_SOURCE PASSAGE_.
8/22 -- The Hemorrhaging Woman and Making the Gospels Irrelevant

8/14 -- A Seeming Paradox - Why people pay no attention to the idea that Jesus did not intend to start a new religion.

8/8 -- To the Stars or To Our Selves? - Travelling to the past can be every bit as exciting as space exploration.

Sunday, August 22, 2004

THE HEMORRHAGING WOMAN AND MAKING THE GOSPELS IRRELEVANT

I have said it before (like, two posts below this one and many other times) and will say it again: Gospels scholars have succeeded in creating a field in which the Gospels have become irrelevant in the study of the Gospels. An excellent case in point is the hemorrhaging woman (Mk 5:24-34; Lk 8:43-48).

If you are at all familiar with Gospel studies, you know that scholar after scholar tells us that this story is about Jesus defying the purity codes of his time. Supposedly, the woman is unclean by Jewish standards and will make anyone whom she comes into contact with unclean as well, yet Jesus does not become angry with her for touching him. Instead, contact with him heals her and he blesses her.

The problem is that nothing in the texts, in either Mark or Luke, says that this is about an issue of impurity. In a brilliant essay in the volume I have mentioned in the last two posts ("The Social Setting of Jesus and the Gospels" [2002], edited by Wolfgang Stegemann, Bruce J. Malina, and Gerd Theissen), Annette Weissenrieder points out that, according to the Gospel authors, this was simply a case of a woman needing healing for a physical complaint.

_MATERIAL SUPPLIED_.

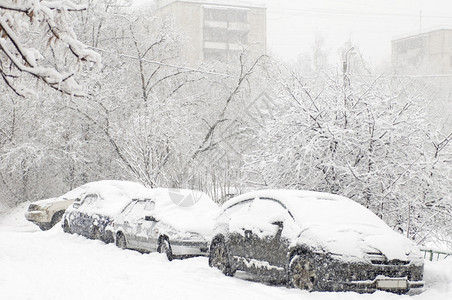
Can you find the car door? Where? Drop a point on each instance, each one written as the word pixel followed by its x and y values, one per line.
pixel 150 241
pixel 84 220
pixel 235 218
pixel 125 224
pixel 133 225
pixel 265 247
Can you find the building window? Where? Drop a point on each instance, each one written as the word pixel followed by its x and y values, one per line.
pixel 225 31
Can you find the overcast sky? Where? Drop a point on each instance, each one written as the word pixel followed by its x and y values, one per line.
pixel 370 25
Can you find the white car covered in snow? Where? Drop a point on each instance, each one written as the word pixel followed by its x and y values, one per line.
pixel 313 241
pixel 47 212
pixel 176 222
pixel 96 209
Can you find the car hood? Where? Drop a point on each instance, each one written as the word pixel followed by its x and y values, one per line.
pixel 44 202
pixel 358 242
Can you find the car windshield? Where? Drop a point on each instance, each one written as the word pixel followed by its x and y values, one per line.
pixel 324 212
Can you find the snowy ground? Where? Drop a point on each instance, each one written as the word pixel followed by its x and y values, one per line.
pixel 55 265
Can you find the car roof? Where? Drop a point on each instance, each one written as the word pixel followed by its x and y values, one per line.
pixel 315 208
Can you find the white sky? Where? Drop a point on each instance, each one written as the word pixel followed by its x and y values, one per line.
pixel 370 25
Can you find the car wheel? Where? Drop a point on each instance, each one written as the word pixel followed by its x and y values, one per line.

_ACTION ITEM 1_.
In the blog post about the hemorrhaging woman, answer these:
(a) Which two Gospel passages does the post cite for the story?
(b) Who edited the 2002 volume "The Social Setting of Jesus and the Gospels"?
(c) According to Annette Weissenrieder, what did the woman need in the Gospel authors' view?
_ACTION ITEM 2_. Keep writing the blog post about the hemorrhaging woman, picking up right after its last sentence.

_RESPONSE BOX 1_.
(a) Mark 5:24-34 and Luke 8:43-48.
(b) Wolfgang Stegemann, Bruce J. Malina, and Gerd Theissen.
(c) Healing for a physical complaint.

_RESPONSE BOX 2_.
Weissenreider is exceptionally erudite, as she discusses ancient medical literature (from both pagan and Jewish sources) on an issue of blood, but what makes her article brilliant is that she gets to the heart of the matter and reveals how simple it all is. Nothing in the Gospel texts says anything about concern for purity. The woman says nothing about it, Jesus says nothing about it, he does not pronouce her clean, nor does he ridicule anyone for believing in these standards. It is simply not an issue. No one in the crowd says anything. Coming out of a crowd, the woman must have bumped into other people. Yet we are not told that anyone regarded her as unclean or complained that she had polluted them too. No one accuses Jesus of tolerating an unclean woman. No priestly issues are brought up.

In short, there is absolutely nothing in the texts to justify the assertion that this is about Jesus defying the purity conventions of his time. Mark and Luke would be quite surprised to hear that this is what the story is about. All they tell us is that the woman had been seeking medical help (going to many physicians) for years and no one could stop the bleeding until she touched Jesus. She was simply seeking help for her medical condition. Not a word is said about any concern over being unclean and nothing is said about her being an outcast for this reason. Not a word. There is no evidence for any of this.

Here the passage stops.